INFORMATION SUPPLIED:
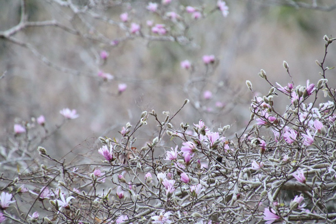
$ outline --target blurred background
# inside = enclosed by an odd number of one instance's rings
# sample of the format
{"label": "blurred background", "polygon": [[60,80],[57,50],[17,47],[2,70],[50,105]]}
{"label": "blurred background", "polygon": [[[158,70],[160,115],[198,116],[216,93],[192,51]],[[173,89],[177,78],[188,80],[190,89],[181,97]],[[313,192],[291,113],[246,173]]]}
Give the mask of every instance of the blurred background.
{"label": "blurred background", "polygon": [[[290,81],[285,60],[297,85],[305,86],[307,79],[317,83],[321,77],[315,60],[324,56],[323,37],[334,37],[336,31],[336,13],[329,8],[332,0],[228,0],[227,17],[217,8],[217,1],[210,0],[172,0],[167,5],[152,0],[158,5],[154,13],[146,9],[150,1],[145,0],[23,1],[28,21],[57,25],[20,28],[21,1],[0,0],[0,75],[4,74],[0,139],[14,136],[14,124],[41,114],[46,128],[55,130],[64,120],[59,111],[75,109],[79,117],[66,122],[42,144],[60,156],[78,146],[96,150],[93,146],[97,137],[118,138],[121,127],[136,123],[143,111],[154,109],[163,119],[162,111],[174,113],[186,98],[191,103],[174,118],[175,127],[202,119],[209,127],[229,124],[231,133],[239,131],[249,120],[253,97],[246,80],[261,96],[269,89],[258,75],[261,69],[270,81],[285,86]],[[297,7],[284,5],[288,2]],[[302,6],[314,3],[320,8]],[[195,20],[186,13],[188,5],[202,18]],[[171,11],[180,20],[167,18]],[[123,22],[119,17],[125,12],[128,21]],[[167,34],[152,34],[147,20],[165,24]],[[141,25],[140,33],[130,32],[132,22]],[[18,30],[5,37],[13,27]],[[100,57],[102,51],[109,54],[106,60]],[[214,63],[205,65],[203,56],[211,55]],[[327,66],[335,66],[336,58],[332,45]],[[192,68],[181,67],[186,59]],[[114,78],[104,80],[100,71]],[[335,71],[327,74],[335,84]],[[127,88],[119,93],[118,84],[124,83]],[[212,93],[209,99],[204,97],[206,91]],[[281,112],[290,100],[282,96],[275,101]],[[150,120],[150,127],[141,130],[140,145],[156,136],[156,125]]]}

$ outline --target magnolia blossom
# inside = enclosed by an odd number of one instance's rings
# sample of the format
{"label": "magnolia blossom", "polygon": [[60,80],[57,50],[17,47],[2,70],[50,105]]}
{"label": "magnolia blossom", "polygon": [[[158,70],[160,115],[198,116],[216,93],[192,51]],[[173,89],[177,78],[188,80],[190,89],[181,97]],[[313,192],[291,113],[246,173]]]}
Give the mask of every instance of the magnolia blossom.
{"label": "magnolia blossom", "polygon": [[98,149],[98,152],[104,156],[108,161],[113,160],[113,148],[112,146],[110,147],[110,150],[107,148],[107,146],[103,146],[102,148]]}
{"label": "magnolia blossom", "polygon": [[169,216],[171,214],[171,212],[168,211],[166,212],[165,214],[163,214],[163,212],[161,212],[159,215],[152,216],[151,219],[153,220],[153,221],[151,222],[151,223],[161,224],[171,223],[171,221],[169,220]]}
{"label": "magnolia blossom", "polygon": [[187,184],[190,182],[190,179],[187,173],[183,172],[181,174],[181,181],[183,183],[185,183],[186,184]]}
{"label": "magnolia blossom", "polygon": [[203,190],[203,189],[201,184],[198,184],[197,185],[193,185],[191,186],[190,190],[191,193],[197,195],[199,194],[199,193]]}
{"label": "magnolia blossom", "polygon": [[126,22],[129,20],[129,14],[124,13],[120,14],[120,19],[124,22]]}
{"label": "magnolia blossom", "polygon": [[181,62],[181,67],[187,70],[191,67],[191,63],[188,60],[185,60]]}
{"label": "magnolia blossom", "polygon": [[93,171],[93,174],[94,174],[94,176],[98,177],[100,177],[104,175],[103,173],[101,172],[101,171],[100,171],[100,169],[95,169],[94,171]]}
{"label": "magnolia blossom", "polygon": [[100,52],[100,54],[99,55],[100,58],[103,60],[106,60],[107,57],[109,56],[109,53],[108,53],[106,51],[102,51]]}
{"label": "magnolia blossom", "polygon": [[145,175],[145,179],[146,180],[146,182],[148,184],[152,182],[151,174],[149,172],[146,173]]}
{"label": "magnolia blossom", "polygon": [[260,163],[259,163],[258,162],[253,161],[252,163],[252,167],[251,168],[254,170],[258,170],[262,167],[263,167],[263,165],[264,163],[262,162],[261,162]]}
{"label": "magnolia blossom", "polygon": [[64,194],[63,193],[60,193],[59,196],[61,198],[60,200],[54,200],[54,202],[55,203],[57,202],[57,204],[59,206],[60,206],[61,207],[63,207],[67,209],[69,209],[70,208],[70,204],[69,203],[70,202],[70,201],[71,201],[71,199],[75,199],[75,197],[73,196],[68,197],[66,199],[64,197]]}
{"label": "magnolia blossom", "polygon": [[69,108],[64,108],[62,110],[60,111],[59,113],[67,119],[75,119],[79,116],[76,113],[75,110],[71,110]]}
{"label": "magnolia blossom", "polygon": [[218,0],[217,1],[217,7],[219,10],[222,12],[222,14],[224,17],[227,17],[229,15],[229,7],[226,5],[225,1],[223,1],[221,0]]}
{"label": "magnolia blossom", "polygon": [[37,122],[37,124],[39,125],[42,125],[42,126],[44,125],[44,123],[45,123],[45,118],[44,118],[44,116],[43,115],[41,115],[37,117],[36,120]]}
{"label": "magnolia blossom", "polygon": [[303,144],[307,146],[311,146],[314,143],[314,136],[312,136],[312,134],[310,133],[310,131],[307,131],[307,134],[302,134],[302,137],[303,137]]}
{"label": "magnolia blossom", "polygon": [[263,216],[263,219],[267,221],[265,224],[273,223],[280,218],[280,216],[275,214],[275,211],[273,208],[271,208],[270,210],[269,207],[265,208]]}
{"label": "magnolia blossom", "polygon": [[298,133],[293,129],[289,129],[283,133],[283,138],[286,142],[288,144],[292,144],[297,139]]}
{"label": "magnolia blossom", "polygon": [[192,152],[197,151],[195,144],[190,141],[184,142],[182,143],[184,146],[181,148],[181,151],[183,153],[184,156],[187,153],[191,154]]}
{"label": "magnolia blossom", "polygon": [[130,31],[132,34],[138,34],[140,30],[140,25],[137,23],[132,22],[131,24]]}
{"label": "magnolia blossom", "polygon": [[153,34],[158,34],[163,35],[167,33],[167,30],[166,29],[164,24],[158,24],[151,28],[151,32]]}
{"label": "magnolia blossom", "polygon": [[26,132],[26,129],[23,126],[19,124],[14,125],[14,132],[16,134],[21,134]]}
{"label": "magnolia blossom", "polygon": [[121,93],[126,90],[127,88],[127,85],[125,83],[120,83],[118,84],[118,91],[119,93]]}
{"label": "magnolia blossom", "polygon": [[298,171],[297,174],[293,173],[293,176],[300,183],[302,183],[302,184],[306,183],[306,177],[304,176],[304,173],[303,173],[303,171],[302,170]]}
{"label": "magnolia blossom", "polygon": [[215,56],[211,55],[205,55],[202,57],[203,62],[205,64],[208,64],[210,63],[215,62]]}
{"label": "magnolia blossom", "polygon": [[110,74],[110,73],[105,73],[102,71],[99,71],[98,72],[98,76],[101,77],[105,80],[112,80],[114,78],[114,76]]}
{"label": "magnolia blossom", "polygon": [[6,217],[3,216],[3,213],[0,211],[0,223],[4,222],[6,220]]}
{"label": "magnolia blossom", "polygon": [[156,12],[156,10],[157,10],[157,3],[149,2],[148,3],[148,5],[146,7],[146,8],[151,12]]}
{"label": "magnolia blossom", "polygon": [[166,152],[166,157],[165,160],[175,160],[177,159],[177,148],[178,146],[175,148],[175,149],[171,148],[171,151]]}
{"label": "magnolia blossom", "polygon": [[206,90],[203,93],[203,98],[205,99],[210,99],[212,97],[212,93],[211,91]]}
{"label": "magnolia blossom", "polygon": [[200,19],[201,17],[202,13],[201,13],[199,11],[196,11],[192,13],[192,18],[194,18],[195,19]]}
{"label": "magnolia blossom", "polygon": [[120,187],[118,188],[118,190],[117,190],[116,193],[115,193],[115,194],[116,194],[117,197],[118,197],[118,198],[119,199],[121,199],[122,198],[124,198],[124,191],[119,191],[119,189]]}
{"label": "magnolia blossom", "polygon": [[0,207],[3,209],[5,209],[9,206],[9,204],[15,202],[15,201],[11,201],[12,194],[2,191],[0,196]]}

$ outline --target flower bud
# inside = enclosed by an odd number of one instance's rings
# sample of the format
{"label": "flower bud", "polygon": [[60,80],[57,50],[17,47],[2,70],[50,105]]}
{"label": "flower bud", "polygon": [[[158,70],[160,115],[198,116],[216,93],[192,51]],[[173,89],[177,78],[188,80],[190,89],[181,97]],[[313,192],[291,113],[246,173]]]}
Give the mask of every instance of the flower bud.
{"label": "flower bud", "polygon": [[286,69],[288,69],[288,64],[287,64],[286,61],[283,61],[283,63],[282,64],[283,67]]}

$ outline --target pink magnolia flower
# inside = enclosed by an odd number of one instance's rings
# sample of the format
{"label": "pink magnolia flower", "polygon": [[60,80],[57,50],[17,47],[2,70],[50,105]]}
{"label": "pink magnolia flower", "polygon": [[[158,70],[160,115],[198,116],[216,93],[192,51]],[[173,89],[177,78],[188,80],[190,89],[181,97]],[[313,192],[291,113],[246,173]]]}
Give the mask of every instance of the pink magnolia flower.
{"label": "pink magnolia flower", "polygon": [[147,24],[147,26],[149,27],[153,26],[153,25],[154,25],[154,22],[153,20],[147,20],[146,21],[146,23]]}
{"label": "pink magnolia flower", "polygon": [[157,3],[149,2],[146,8],[152,12],[156,12],[156,10],[157,10]]}
{"label": "pink magnolia flower", "polygon": [[14,125],[14,132],[16,134],[21,134],[26,132],[26,129],[21,125],[15,124]]}
{"label": "pink magnolia flower", "polygon": [[186,165],[188,165],[190,163],[190,160],[191,160],[191,158],[192,158],[192,156],[193,156],[193,154],[190,154],[189,152],[187,152],[187,153],[184,154],[185,156],[185,162],[186,162]]}
{"label": "pink magnolia flower", "polygon": [[186,154],[189,153],[191,154],[193,152],[197,151],[197,149],[196,149],[196,146],[195,144],[190,141],[188,141],[187,142],[184,142],[182,143],[184,146],[181,148],[181,151],[183,153],[183,155],[185,156]]}
{"label": "pink magnolia flower", "polygon": [[129,20],[129,14],[124,13],[120,14],[120,19],[124,22],[126,22]]}
{"label": "pink magnolia flower", "polygon": [[205,99],[209,99],[212,97],[212,93],[211,91],[206,90],[203,93],[203,98]]}
{"label": "pink magnolia flower", "polygon": [[283,138],[288,144],[292,144],[297,139],[298,133],[293,129],[289,129],[283,133]]}
{"label": "pink magnolia flower", "polygon": [[203,62],[205,64],[208,64],[210,63],[215,62],[215,56],[211,55],[205,55],[202,57]]}
{"label": "pink magnolia flower", "polygon": [[186,184],[188,183],[190,181],[187,174],[185,172],[181,174],[181,181]]}
{"label": "pink magnolia flower", "polygon": [[200,12],[196,11],[192,13],[192,18],[195,19],[197,19],[202,17],[202,13]]}
{"label": "pink magnolia flower", "polygon": [[15,202],[15,200],[11,201],[12,196],[12,194],[2,191],[0,195],[0,207],[4,210],[9,206],[10,204]]}
{"label": "pink magnolia flower", "polygon": [[302,184],[306,183],[306,177],[304,176],[303,171],[302,170],[298,171],[297,173],[293,173],[293,176],[300,183],[302,183]]}
{"label": "pink magnolia flower", "polygon": [[132,22],[131,24],[130,31],[132,34],[138,34],[140,30],[140,25]]}
{"label": "pink magnolia flower", "polygon": [[72,199],[75,199],[75,197],[73,196],[70,196],[70,197],[68,197],[66,199],[64,197],[64,194],[63,193],[61,193],[59,194],[59,196],[61,198],[61,200],[54,200],[54,202],[56,203],[57,202],[57,205],[58,206],[60,206],[61,207],[63,207],[66,209],[68,209],[70,208],[70,204],[69,203],[70,202],[70,201],[71,201]]}
{"label": "pink magnolia flower", "polygon": [[2,223],[6,220],[6,217],[3,215],[3,213],[0,211],[0,223]]}
{"label": "pink magnolia flower", "polygon": [[196,12],[196,10],[192,6],[188,6],[186,7],[186,11],[188,13],[192,13]]}
{"label": "pink magnolia flower", "polygon": [[276,82],[276,83],[280,87],[278,88],[278,90],[285,93],[290,93],[291,92],[291,90],[292,90],[293,89],[293,84],[292,83],[288,83],[288,85],[285,87],[283,87],[281,85],[277,82]]}
{"label": "pink magnolia flower", "polygon": [[109,53],[106,51],[102,51],[100,52],[100,54],[99,55],[101,59],[103,60],[106,60],[109,56]]}
{"label": "pink magnolia flower", "polygon": [[101,77],[105,80],[110,80],[114,78],[114,76],[112,75],[110,73],[105,73],[103,72],[102,71],[99,71],[98,72],[98,76],[99,77]]}
{"label": "pink magnolia flower", "polygon": [[146,183],[148,184],[152,182],[151,174],[149,172],[146,173],[145,175],[145,179],[146,180]]}
{"label": "pink magnolia flower", "polygon": [[175,160],[177,159],[177,146],[175,148],[175,149],[171,148],[171,151],[166,152],[166,157],[165,160]]}
{"label": "pink magnolia flower", "polygon": [[103,146],[102,148],[98,149],[98,152],[104,156],[108,161],[113,160],[113,148],[112,146],[110,147],[110,150],[107,148],[107,146]]}
{"label": "pink magnolia flower", "polygon": [[321,130],[323,128],[323,124],[318,120],[315,120],[314,121],[314,127],[315,129],[320,132]]}
{"label": "pink magnolia flower", "polygon": [[75,110],[74,109],[71,110],[69,108],[64,108],[62,110],[60,111],[59,113],[67,119],[75,119],[79,116],[79,115],[76,113]]}
{"label": "pink magnolia flower", "polygon": [[307,146],[311,146],[314,143],[314,139],[315,135],[312,136],[312,134],[310,133],[310,131],[308,131],[306,134],[302,134],[302,137],[303,137],[303,144]]}
{"label": "pink magnolia flower", "polygon": [[43,115],[41,115],[37,117],[36,120],[37,122],[37,124],[39,125],[42,125],[42,126],[44,125],[44,123],[45,123],[45,118],[44,118],[44,116]]}
{"label": "pink magnolia flower", "polygon": [[198,184],[197,185],[193,185],[191,186],[190,190],[192,193],[198,195],[203,190],[203,189],[201,184]]}
{"label": "pink magnolia flower", "polygon": [[191,67],[191,63],[188,60],[185,60],[181,62],[181,67],[188,70]]}
{"label": "pink magnolia flower", "polygon": [[127,85],[125,83],[120,83],[118,85],[118,91],[119,93],[121,93],[126,90]]}
{"label": "pink magnolia flower", "polygon": [[42,187],[39,192],[39,198],[42,200],[45,199],[49,199],[52,194],[52,192],[49,190],[49,188],[48,188],[47,187]]}
{"label": "pink magnolia flower", "polygon": [[263,219],[267,221],[265,223],[265,224],[273,223],[280,218],[280,216],[275,214],[275,211],[273,208],[271,208],[270,210],[269,207],[265,208],[263,216]]}
{"label": "pink magnolia flower", "polygon": [[151,32],[153,34],[158,34],[160,35],[164,35],[167,32],[164,24],[158,24],[151,28]]}
{"label": "pink magnolia flower", "polygon": [[217,1],[217,7],[219,10],[222,12],[222,14],[224,17],[227,17],[229,14],[229,7],[226,5],[225,1],[218,0]]}
{"label": "pink magnolia flower", "polygon": [[118,187],[118,190],[117,190],[117,192],[116,193],[115,193],[115,194],[116,194],[117,197],[118,197],[118,198],[119,198],[119,199],[121,199],[122,198],[123,198],[125,196],[124,196],[124,191],[119,191],[119,189],[120,188],[120,187]]}
{"label": "pink magnolia flower", "polygon": [[159,215],[155,215],[151,217],[151,219],[153,221],[151,223],[157,223],[161,224],[170,224],[171,223],[171,221],[169,220],[169,216],[171,215],[171,212],[170,211],[166,212],[163,214],[164,212],[162,212],[160,213]]}
{"label": "pink magnolia flower", "polygon": [[100,169],[95,169],[94,171],[93,171],[93,174],[94,174],[94,176],[98,177],[100,177],[104,175],[103,173],[101,172],[101,171],[100,171]]}
{"label": "pink magnolia flower", "polygon": [[167,174],[166,174],[166,173],[160,172],[158,173],[156,175],[156,177],[157,178],[157,179],[159,180],[159,182],[162,183],[162,182],[166,179],[166,175]]}
{"label": "pink magnolia flower", "polygon": [[261,168],[263,167],[264,163],[263,162],[261,162],[260,163],[258,162],[253,161],[252,163],[252,167],[251,168],[254,170],[258,170]]}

TASK STATEMENT: Pick out all the lines above that contain the word "every" and copy them, treating uppercase and lowercase as different.

EXERCISE RESULT:
Give the mask of every instance of the blurred background.
Give the mask of every instance of the magnolia blossom.
Give the mask of every instance of the flower bud.
Give the mask of every instance of the pink magnolia flower.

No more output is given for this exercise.